#### Tasks for this exercise
1) Set down, word for word, the part of the post on tire age that runs from "Beyond any safety" to "3 year mark.".
2) Take the post on tire age further, starting right after its final sentence.

If I recall correctly from a recent news report, the British Tire Manufacturer's Association and the industry trade group in Japan recommend that tires more than six years old are no longer safe to be on the road. The American tire industry trade group is against the six year rule and there is no regulation in the US regarding an expiration date for tires. I think the US industry claims that there is no evidence that old tires are unsafe, despite what the Brits and others have to say about it. All of this was the subject of a 20/20 ABC News segment a couple of weeks ago, although I'd heard of the six year rule in the past, and I hope that I'm recalling the names of the industry sources correctly. Perhaps others have a better recollection than I and can confirm this or post the correct names of the tire industry organizations that adhere to the six year rule.

Beyond any safety concerns, however, tire performance begins to fall off as tires age. That is especially important in the high performance context because maximum grip tends to be important when buying a high performance tire. My experience, which is consistent with what I've heard others say is also their experience, is that grip begins to fade in high performance tires (all tires?) about the 3 year mark.

The bottom line, assuming the tires aren't already old when I get them, is that since I drive my sports cars only a few thousand miles per year, I'll generally wear a set of tires out before they must be thrown out due to age. Also, barring tires that are old when received, I'll get somewhere around 3 years of maximum grip from the tires. But, getting tires that are years old when received means that I must throw them out before they wear out and I get the benefit of little, if any, of their maximum grip life.

#### Excerpted data

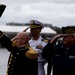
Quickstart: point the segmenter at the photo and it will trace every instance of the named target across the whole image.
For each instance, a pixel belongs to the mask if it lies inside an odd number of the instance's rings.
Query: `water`
[[[0,75],[6,75],[9,54],[10,54],[10,52],[7,51],[7,49],[0,48]],[[47,64],[44,67],[45,67],[45,71],[46,71]],[[46,73],[47,73],[47,71],[46,71]]]

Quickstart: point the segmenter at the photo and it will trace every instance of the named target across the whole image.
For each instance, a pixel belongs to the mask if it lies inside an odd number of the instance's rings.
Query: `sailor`
[[[10,52],[6,75],[38,75],[37,52],[29,44],[29,37],[25,32],[20,32],[11,41],[0,31],[0,43]]]
[[[75,75],[75,26],[62,27],[62,34],[58,34],[43,48],[43,57],[50,61],[47,75]],[[62,37],[62,42],[56,44]],[[48,65],[49,66],[49,65]]]
[[[38,75],[45,75],[44,63],[45,59],[42,57],[42,49],[47,44],[48,40],[45,40],[40,35],[41,30],[44,25],[37,20],[30,20],[30,34],[31,39],[29,40],[29,45],[35,51],[38,52]]]

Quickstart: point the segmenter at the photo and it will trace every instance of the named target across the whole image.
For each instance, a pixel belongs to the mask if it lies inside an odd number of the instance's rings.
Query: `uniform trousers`
[[[38,62],[38,75],[45,75],[44,63]]]

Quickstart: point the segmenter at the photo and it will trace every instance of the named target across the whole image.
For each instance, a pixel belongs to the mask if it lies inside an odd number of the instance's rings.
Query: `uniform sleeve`
[[[10,52],[18,51],[18,48],[12,45],[11,40],[2,31],[0,31],[0,42],[8,51]]]
[[[42,52],[43,58],[46,60],[50,60],[52,58],[53,50],[52,50],[53,45],[48,43],[44,48]]]

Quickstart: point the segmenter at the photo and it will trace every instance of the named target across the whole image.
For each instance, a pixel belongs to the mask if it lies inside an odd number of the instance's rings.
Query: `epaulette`
[[[38,52],[29,47],[29,50],[25,53],[26,57],[29,59],[37,59]]]
[[[42,39],[42,41],[48,43],[48,40],[47,39]]]

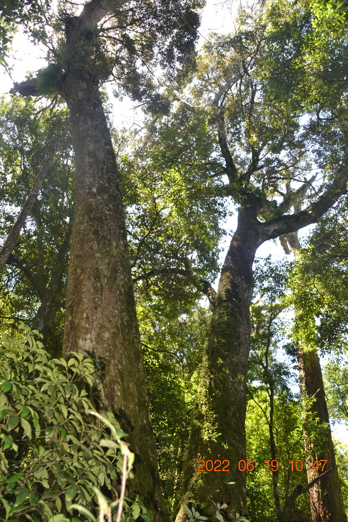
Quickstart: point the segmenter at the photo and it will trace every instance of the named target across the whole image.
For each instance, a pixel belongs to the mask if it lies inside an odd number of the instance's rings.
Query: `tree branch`
[[[12,230],[3,245],[1,250],[0,250],[0,272],[5,266],[9,255],[17,244],[19,234],[27,220],[27,218],[29,216],[34,203],[38,199],[42,182],[46,176],[54,157],[65,138],[67,133],[67,126],[66,126],[65,129],[57,140],[54,147],[51,149],[47,159],[41,167],[39,174],[34,179],[32,188],[29,193],[22,209],[18,214],[18,217],[12,227]]]
[[[310,488],[313,488],[313,486],[317,483],[317,482],[321,480],[322,479],[328,475],[329,473],[331,473],[333,470],[333,468],[331,468],[331,469],[328,469],[327,471],[324,471],[323,473],[320,473],[320,475],[318,475],[318,477],[316,477],[315,479],[312,480],[311,482],[309,482],[309,483],[306,485],[305,488],[304,488],[301,484],[299,484],[298,486],[296,486],[295,489],[290,495],[290,496],[287,499],[287,501],[286,502],[284,509],[283,510],[283,514],[285,515],[290,515],[291,513],[291,510],[292,509],[292,506],[294,505],[294,503],[297,497],[299,496],[300,495],[302,495],[304,493],[307,493],[307,492],[309,491]]]
[[[347,173],[342,173],[313,203],[297,214],[286,215],[260,223],[259,244],[279,235],[296,232],[303,227],[316,223],[340,196],[347,194]]]
[[[219,144],[221,149],[222,156],[226,162],[226,173],[228,176],[230,183],[232,183],[234,180],[238,179],[238,171],[229,148],[227,136],[226,135],[226,128],[225,127],[225,118],[224,118],[222,111],[220,112],[217,119],[215,120],[215,124],[218,130]]]

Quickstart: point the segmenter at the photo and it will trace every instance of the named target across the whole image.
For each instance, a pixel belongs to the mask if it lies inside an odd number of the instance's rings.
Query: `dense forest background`
[[[346,3],[0,5],[0,518],[344,522]]]

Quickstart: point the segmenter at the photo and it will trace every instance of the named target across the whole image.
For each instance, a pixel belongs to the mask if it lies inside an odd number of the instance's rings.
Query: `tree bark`
[[[310,511],[313,522],[345,522],[346,517],[342,497],[340,480],[337,470],[331,432],[329,423],[329,414],[325,400],[321,369],[316,350],[305,352],[300,345],[297,346],[297,360],[300,378],[301,396],[305,401],[314,399],[308,411],[317,419],[318,425],[327,426],[325,430],[325,440],[313,440],[306,430],[304,423],[305,449],[306,451],[307,475],[308,483],[320,473],[311,469],[313,463],[318,459],[321,467],[321,459],[327,460],[324,471],[332,469],[332,472],[317,482],[309,490]]]
[[[63,242],[58,251],[56,263],[52,269],[50,282],[43,294],[43,297],[41,300],[41,304],[38,309],[33,321],[33,328],[39,331],[43,331],[46,326],[47,317],[55,297],[57,289],[64,270],[71,235],[71,224],[69,223],[65,231]]]
[[[57,142],[50,151],[47,159],[41,167],[39,173],[34,179],[32,188],[29,193],[29,196],[23,206],[23,208],[18,214],[16,220],[16,222],[12,227],[12,229],[5,241],[4,244],[0,250],[0,271],[5,266],[7,258],[11,254],[13,250],[18,242],[19,234],[21,231],[23,226],[27,221],[27,218],[29,215],[29,212],[33,207],[33,205],[38,199],[39,193],[42,182],[47,175],[49,169],[51,167],[54,157],[61,148],[63,142],[66,135],[66,130],[57,139]]]
[[[224,155],[222,149],[222,152]],[[226,165],[228,160],[225,158]],[[176,522],[186,520],[184,505],[188,502],[209,517],[214,516],[216,508],[210,499],[227,504],[224,509],[227,518],[234,519],[236,513],[247,515],[246,474],[239,471],[238,464],[248,459],[246,381],[255,255],[264,242],[316,222],[340,196],[346,193],[346,176],[342,170],[304,210],[265,222],[257,217],[262,207],[260,199],[250,193],[243,193],[242,198],[239,195],[238,223],[222,267],[212,312]],[[230,471],[228,474],[198,472],[199,459],[213,462],[228,460]]]
[[[300,247],[297,233],[289,234],[286,239],[296,256]],[[295,313],[296,314],[296,310]],[[313,522],[345,522],[346,516],[336,465],[318,352],[316,349],[305,351],[299,341],[297,343],[296,348],[303,404],[306,407],[306,404],[310,401],[307,411],[312,418],[312,422],[315,422],[314,420],[316,419],[318,425],[323,425],[326,426],[325,432],[322,434],[325,440],[314,440],[307,428],[305,412],[304,433],[308,484],[322,474],[311,467],[316,460],[318,461],[320,469],[323,464],[320,460],[327,460],[324,471],[331,470],[329,474],[323,476],[309,490]]]
[[[250,209],[239,210],[238,224],[224,263],[203,356],[197,406],[184,471],[183,498],[176,522],[186,516],[190,501],[210,517],[215,503],[225,513],[247,514],[246,472],[238,469],[246,455],[246,377],[250,350],[249,307],[253,263],[259,227]],[[197,471],[200,459],[229,460],[229,472]],[[220,469],[222,467],[220,467]],[[234,482],[235,483],[229,483]]]
[[[80,42],[80,43],[81,42]],[[78,52],[80,55],[78,55]],[[128,481],[153,519],[163,519],[154,438],[128,260],[121,181],[97,81],[74,56],[63,87],[75,156],[74,225],[64,354],[90,356],[100,408],[111,409],[136,454]]]

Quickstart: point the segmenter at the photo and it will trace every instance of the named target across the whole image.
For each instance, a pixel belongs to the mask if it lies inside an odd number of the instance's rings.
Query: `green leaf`
[[[62,413],[66,419],[66,418],[68,416],[68,410],[66,408],[66,406],[64,404],[61,404],[60,405],[60,406],[61,406],[61,409],[62,410]]]
[[[88,516],[89,518],[92,521],[92,522],[97,522],[95,518],[93,516],[90,511],[89,511],[87,507],[85,507],[84,506],[81,506],[79,504],[71,504],[68,508],[69,511],[71,511],[71,509],[77,509],[80,513],[83,513]]]
[[[51,517],[49,522],[70,522],[70,520],[69,518],[67,518],[63,513],[59,513],[59,515],[54,515],[53,517]]]
[[[19,492],[17,493],[16,497],[16,500],[15,501],[15,504],[14,504],[15,507],[19,506],[24,502],[29,495],[29,492],[30,490],[29,490],[28,488],[23,488],[22,489],[20,490]]]
[[[67,502],[71,501],[76,496],[77,493],[77,488],[75,484],[73,484],[65,492],[65,500]]]
[[[56,507],[57,508],[58,513],[60,513],[62,511],[62,501],[59,496],[57,496],[56,499]]]
[[[131,513],[133,515],[133,518],[135,519],[138,518],[140,514],[140,506],[138,504],[133,504],[131,508]]]
[[[15,475],[13,475],[12,477],[10,477],[9,479],[7,479],[4,480],[4,482],[15,482],[18,479],[20,479],[21,477],[24,477],[23,473],[16,473]]]
[[[150,518],[148,515],[146,515],[146,513],[141,513],[140,515],[141,517],[142,517],[145,522],[152,522],[152,519]]]
[[[41,498],[43,500],[46,500],[47,499],[55,499],[60,493],[60,490],[52,490],[51,491],[47,491],[44,493]]]
[[[4,381],[3,388],[3,392],[4,393],[6,393],[6,392],[8,392],[9,390],[11,389],[12,387],[12,385],[11,384],[9,381]]]
[[[13,415],[8,419],[8,422],[7,422],[7,429],[9,431],[10,430],[13,430],[14,428],[18,425],[19,422],[19,417],[17,417],[17,415]]]
[[[24,430],[24,432],[28,437],[29,439],[31,438],[31,426],[25,419],[23,417],[21,418],[20,423],[22,425],[22,428]]]
[[[23,417],[26,417],[30,414],[30,410],[26,406],[23,405],[21,407],[22,415]]]

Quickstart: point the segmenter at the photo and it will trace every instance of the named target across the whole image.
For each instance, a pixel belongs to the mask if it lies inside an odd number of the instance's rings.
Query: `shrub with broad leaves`
[[[0,519],[116,520],[121,502],[121,519],[149,522],[138,499],[118,498],[134,456],[113,415],[92,411],[92,360],[50,360],[39,332],[20,327],[23,339],[0,341]]]

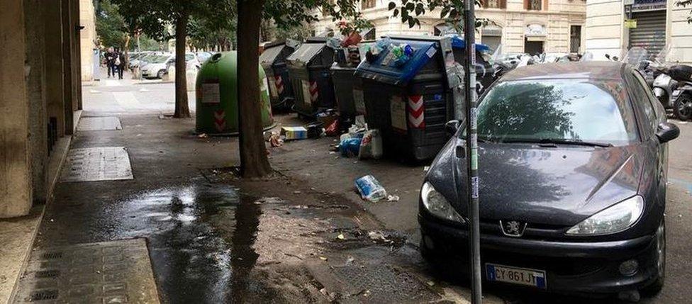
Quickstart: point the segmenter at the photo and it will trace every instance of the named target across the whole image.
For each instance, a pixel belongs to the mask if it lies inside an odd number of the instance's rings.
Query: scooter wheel
[[[673,105],[673,113],[682,121],[692,118],[692,96],[684,94],[678,97]]]

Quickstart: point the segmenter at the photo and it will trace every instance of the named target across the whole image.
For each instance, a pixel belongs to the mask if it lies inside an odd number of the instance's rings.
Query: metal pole
[[[481,238],[478,206],[478,130],[476,124],[476,12],[475,1],[464,1],[464,40],[466,42],[464,90],[466,112],[467,181],[469,217],[469,257],[471,268],[471,293],[473,304],[482,301],[481,292]]]

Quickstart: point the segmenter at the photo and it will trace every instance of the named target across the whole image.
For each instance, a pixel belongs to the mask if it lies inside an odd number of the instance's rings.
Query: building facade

#### Solved tasks
1)
Beyond any safety concerns, however, tire performance begins to fall off as tires age. That is especially important in the high performance context because maximum grip tends to be important when buying a high performance tire. My experience, which is consistent with what I've heard others say is also their experience, is that grip begins to fade in high performance tires (all tires?) about the 3 year mark.

2)
Many LTers have the same concerns, I'd guess. So be forewarned. I'm not sure how one can verify the manufacture date of tires before they are shipped but I hope to figure it out before being taken advantage of again in the future. Any suggestions are welcome.

BTW, I contacted TireRack recently and requested that the tires be replaced, that they pay for installation of the new rubber, and that they discount my upcoming purchase of tires for another of my cars to compensate for the inconvenience. I was told to go scratch. In very polite terms, of course. But go scratch nonetheless. I actually found this surprising, as I've purchased numerous sets of tires from them over the last 10 or 15 years. Wheels, too. And I've always trusted them and been very happy with them. Not any longer, of course. My trust was misplaced.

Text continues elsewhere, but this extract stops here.